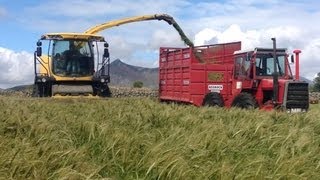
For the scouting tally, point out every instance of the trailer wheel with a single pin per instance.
(213, 99)
(244, 101)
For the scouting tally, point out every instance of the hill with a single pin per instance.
(123, 74)
(306, 80)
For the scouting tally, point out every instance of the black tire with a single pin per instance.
(213, 99)
(244, 101)
(35, 91)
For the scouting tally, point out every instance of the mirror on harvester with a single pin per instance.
(39, 49)
(292, 59)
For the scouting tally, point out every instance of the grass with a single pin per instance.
(140, 138)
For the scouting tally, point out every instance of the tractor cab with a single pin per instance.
(261, 64)
(265, 73)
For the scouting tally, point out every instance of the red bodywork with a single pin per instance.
(188, 74)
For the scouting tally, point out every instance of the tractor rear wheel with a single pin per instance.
(244, 101)
(213, 99)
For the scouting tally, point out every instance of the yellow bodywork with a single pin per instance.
(45, 68)
(82, 36)
(90, 35)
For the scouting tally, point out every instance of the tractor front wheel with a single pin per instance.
(213, 99)
(244, 101)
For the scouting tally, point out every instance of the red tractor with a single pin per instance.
(224, 75)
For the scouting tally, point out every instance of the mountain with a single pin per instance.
(123, 74)
(306, 80)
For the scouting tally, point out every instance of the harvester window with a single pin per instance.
(72, 58)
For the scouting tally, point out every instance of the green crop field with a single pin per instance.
(140, 138)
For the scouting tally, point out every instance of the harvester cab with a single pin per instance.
(68, 66)
(73, 65)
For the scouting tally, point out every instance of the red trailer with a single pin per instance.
(223, 75)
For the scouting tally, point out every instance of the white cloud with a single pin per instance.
(3, 12)
(16, 68)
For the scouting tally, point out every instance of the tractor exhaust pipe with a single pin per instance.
(297, 52)
(275, 73)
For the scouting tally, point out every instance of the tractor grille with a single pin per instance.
(297, 96)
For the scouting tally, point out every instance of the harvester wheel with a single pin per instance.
(244, 101)
(35, 91)
(213, 99)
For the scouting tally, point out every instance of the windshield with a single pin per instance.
(265, 64)
(72, 58)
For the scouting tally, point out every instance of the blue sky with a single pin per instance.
(293, 23)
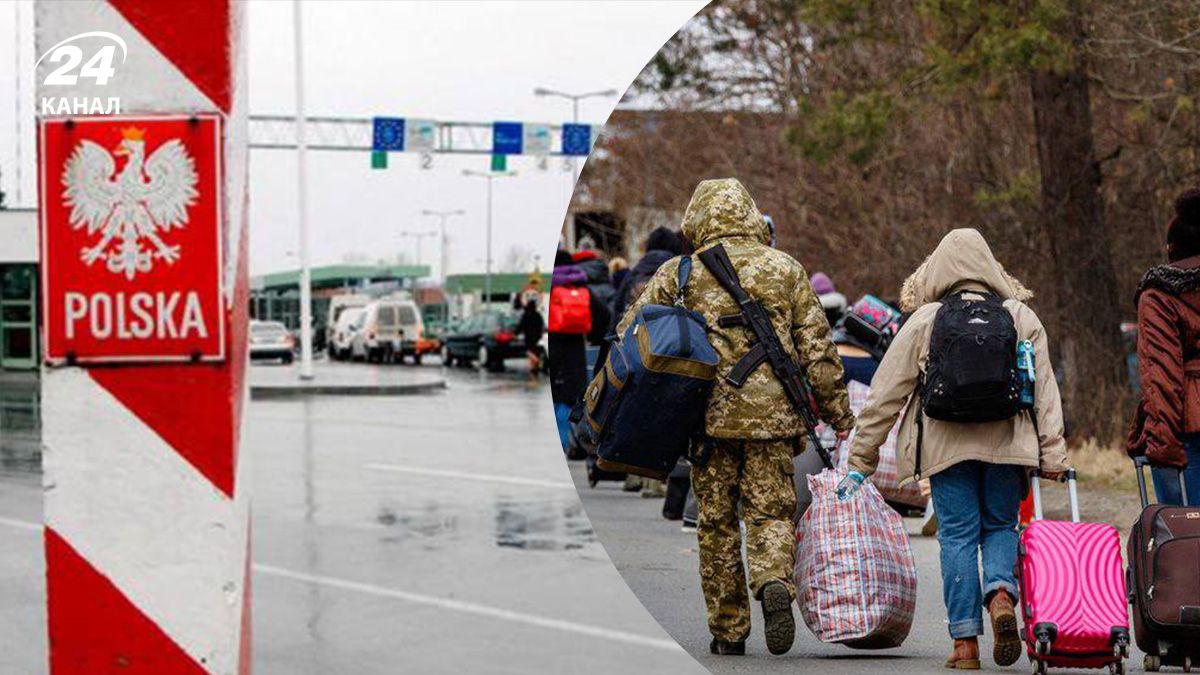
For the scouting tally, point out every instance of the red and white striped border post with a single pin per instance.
(147, 502)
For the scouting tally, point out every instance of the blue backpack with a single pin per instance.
(649, 400)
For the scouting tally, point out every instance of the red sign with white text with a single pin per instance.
(131, 239)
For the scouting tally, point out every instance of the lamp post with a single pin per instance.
(575, 118)
(443, 216)
(487, 260)
(303, 193)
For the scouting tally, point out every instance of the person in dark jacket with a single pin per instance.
(568, 353)
(661, 245)
(601, 290)
(532, 327)
(1167, 425)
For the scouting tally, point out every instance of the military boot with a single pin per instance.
(777, 611)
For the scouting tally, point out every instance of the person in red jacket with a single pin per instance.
(1167, 425)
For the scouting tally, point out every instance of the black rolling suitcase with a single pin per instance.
(678, 484)
(1164, 580)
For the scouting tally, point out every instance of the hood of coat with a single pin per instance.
(651, 262)
(963, 257)
(1174, 279)
(568, 275)
(723, 209)
(595, 269)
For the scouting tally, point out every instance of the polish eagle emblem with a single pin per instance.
(132, 210)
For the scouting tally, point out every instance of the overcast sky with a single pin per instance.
(451, 60)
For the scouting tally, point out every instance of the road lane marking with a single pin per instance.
(478, 477)
(473, 608)
(441, 603)
(22, 524)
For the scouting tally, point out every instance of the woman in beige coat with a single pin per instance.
(978, 471)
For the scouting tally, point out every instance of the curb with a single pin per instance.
(281, 392)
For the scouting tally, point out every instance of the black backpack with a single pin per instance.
(971, 372)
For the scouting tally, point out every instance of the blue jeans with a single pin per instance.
(1167, 481)
(977, 506)
(564, 425)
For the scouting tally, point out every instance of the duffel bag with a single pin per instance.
(649, 399)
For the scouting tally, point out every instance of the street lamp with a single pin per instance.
(303, 195)
(418, 236)
(575, 97)
(487, 263)
(443, 216)
(575, 118)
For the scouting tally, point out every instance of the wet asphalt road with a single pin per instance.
(660, 563)
(425, 533)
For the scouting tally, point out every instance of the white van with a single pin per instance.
(391, 328)
(337, 306)
(341, 341)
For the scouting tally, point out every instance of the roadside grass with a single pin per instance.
(1104, 466)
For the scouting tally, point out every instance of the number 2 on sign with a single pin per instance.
(99, 67)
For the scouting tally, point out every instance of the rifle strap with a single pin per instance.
(747, 364)
(921, 425)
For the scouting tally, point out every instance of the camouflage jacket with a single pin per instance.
(721, 211)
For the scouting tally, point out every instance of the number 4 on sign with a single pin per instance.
(100, 67)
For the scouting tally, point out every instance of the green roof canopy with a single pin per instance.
(335, 275)
(460, 284)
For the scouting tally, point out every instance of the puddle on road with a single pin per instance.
(549, 524)
(429, 525)
(21, 429)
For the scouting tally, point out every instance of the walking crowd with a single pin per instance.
(945, 399)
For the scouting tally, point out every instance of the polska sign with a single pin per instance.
(131, 239)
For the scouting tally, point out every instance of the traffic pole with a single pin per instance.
(147, 505)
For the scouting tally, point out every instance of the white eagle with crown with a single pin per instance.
(136, 207)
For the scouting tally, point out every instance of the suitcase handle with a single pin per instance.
(1139, 463)
(1073, 495)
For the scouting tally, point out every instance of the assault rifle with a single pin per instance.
(766, 347)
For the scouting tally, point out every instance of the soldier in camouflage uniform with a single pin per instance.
(754, 429)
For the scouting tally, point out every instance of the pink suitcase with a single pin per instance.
(1073, 591)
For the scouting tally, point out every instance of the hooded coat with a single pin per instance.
(963, 261)
(721, 211)
(1169, 362)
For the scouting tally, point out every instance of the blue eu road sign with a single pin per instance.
_ _ _ _
DIRECTIONS
Exactly reproduce each record, leaving out any pictures.

FULL OUTPUT
For the scouting tally, point out every instance of the trailer wheel with a single pin per instance.
(213, 99)
(244, 101)
For the scouting tally, point out every instance of the hill with a single pin per instance.
(123, 74)
(306, 80)
For the scouting tally, point out every instance of the black tire with a single pin per instance.
(213, 99)
(244, 101)
(35, 91)
For the scouting tally, point out every instance of the mirror on harvester with a single pin per instance.
(39, 49)
(292, 59)
For the scouting tally, point out every instance of the grass with a single pin per instance.
(140, 138)
For the scouting tally, point out every instance of the tractor cab with a single pin per instance.
(261, 64)
(265, 73)
For the scouting tally, point out every instance of the red bodywork with a single pin per instance.
(188, 74)
For the scouting tally, point out every instance of the tractor rear wheel with a single pin per instance.
(244, 101)
(213, 99)
For the scouting tally, point out every instance of the yellow bodywork with a single pin per instance.
(45, 68)
(82, 36)
(90, 35)
For the scouting tally, point out every instance of the tractor front wheel with a single pin per instance.
(213, 99)
(244, 101)
For the scouting tally, point out every instance of the red tractor with a single pin per instance.
(224, 75)
For the scouting tally, point out every instance of the mountain with a single pin per instance.
(123, 74)
(306, 80)
For the scouting tally, point out every instance of the harvester window with a single pin per instance.
(72, 58)
For the scouting tally, point out every instance of the green crop field with a single pin per instance.
(140, 138)
For the scouting tally, point out every instance of the harvester cab with a single pin per instance.
(68, 66)
(73, 65)
For the scouting tally, point out every instance of the red trailer with a single pin per instance.
(223, 75)
For the scouting tally, point out every instance of the white cloud with a single pin per instance.
(3, 12)
(16, 68)
For the scouting tally, point out every instance of the tractor exhaust pipe with a single pin per instance.
(297, 52)
(275, 73)
For the scouting tally, point out every instance of the tractor grille with a single pin per instance.
(297, 96)
For the scouting tally, point out every instance of the harvester wheel with a single pin per instance.
(244, 101)
(35, 91)
(213, 99)
For the scouting tally, point out every instance of the windshield with a single pin per instance.
(265, 64)
(72, 58)
For the scouting tally, point out every instance of the blue sky with a single pin per instance.
(293, 23)
For the scouting tally, point out every instance of the red and white striped border post with a single pin per instance.
(147, 502)
For the scouting tally, point out every instance of the blue backpack with a single pin per instance.
(649, 400)
For the scouting tally, point out every instance of the red sign with white text with a single pin per instance.
(131, 239)
For the scouting tally, point out every instance of the lamp post with a single pin per instance.
(575, 118)
(443, 216)
(487, 260)
(303, 193)
For the scouting tally, point out every instance of the person in dark jacket with a single pin per instance.
(568, 353)
(661, 245)
(601, 290)
(532, 327)
(1167, 425)
For the scouting tally, point out every instance of the military boot with a single pin per instance.
(777, 611)
For the scouting tally, point out every instance of the person in red jacket with a single pin per instance.
(1167, 425)
For the scouting tally, point out every instance of the black rolling suitcase with a single pin per instance.
(678, 484)
(1164, 580)
For the scouting tally, point out every instance of the hood of coat with a single pin per instance.
(651, 262)
(963, 257)
(1174, 279)
(568, 275)
(723, 209)
(595, 269)
For the scouting tally, point out every instance of the polish eagle emblem with a single pin per instance.
(132, 210)
For the scouting tally, point out every instance of the overcast sky with a single pin per instance.
(451, 60)
For the scouting tally, point out every instance of the road lane marking with a single pin per instance.
(478, 477)
(473, 608)
(441, 603)
(22, 524)
For the scouting tally, point out every instance of the woman in beige coat with a single pin per instance.
(978, 471)
For the scouting tally, point out every instance of the curb with a single pin per instance.
(281, 392)
For the scouting tally, point out every instance of the black backpack with a single pin per instance.
(971, 372)
For the scouting tally, point out every instance of the blue jeans with a single pin per instance.
(1167, 481)
(977, 506)
(564, 425)
For the scouting tally, point out every instance of the duffel bag with a single pin per instance.
(649, 399)
For the scouting tally, point out every instance of the street lamp with a single pin per instance.
(303, 195)
(418, 236)
(575, 97)
(487, 263)
(443, 216)
(575, 118)
For the scouting tally, point out every instance of the wet asphalt road with a single pin per instance.
(660, 563)
(425, 533)
For the scouting tally, point out every instance of the white van with a single pin per instance.
(391, 328)
(337, 306)
(341, 341)
For the scouting tally, point out every instance of the roadside grass with a single pin per instance.
(1104, 466)
For the scouting tally, point out every instance of the number 2 on sign with a single pin per instance.
(99, 67)
For the scouting tally, point out every instance of the rifle strap with a single pin per instance.
(747, 364)
(921, 425)
For the scouting tally, point out every instance of the camouflage jacket with a single pin per instance.
(721, 211)
For the scouting tally, point out every instance of the number 4 on sign with a single pin per instance.
(100, 67)
For the scouting tally, point out every instance of the green roof canopy with a single pin per instance.
(335, 275)
(460, 284)
For the scouting tally, point out every instance of the puddle on road with a single pin per instance.
(549, 524)
(429, 525)
(21, 429)
For the scouting tally, point out every instance of the walking crowd with a single pin per instance.
(945, 399)
For the scouting tally, point out every instance of the polska sign with a single pin per instance.
(131, 239)
For the scouting tally, point out every instance of the traffic pole with a single pin per instance.
(147, 505)
For the scouting tally, point out every instance of the white eagle with crown with a single pin per instance.
(136, 207)
For the scouting tally, point out every instance of the suitcase handle with a single pin per instance.
(1139, 463)
(1073, 495)
For the scouting tally, point out every instance of the assault rifle with a single pin per instance.
(766, 347)
For the scouting tally, point out every instance of the soldier in camouflage uniform with a single pin per instance.
(754, 429)
For the scouting tally, point out every instance of the pink suitcase with a single pin per instance.
(1073, 591)
For the scouting tally, point out every instance of the hooded coat with a single pin per instance.
(963, 261)
(721, 211)
(1169, 362)
For the scouting tally, point out every instance of the blue eu road sign with a single pin per instance.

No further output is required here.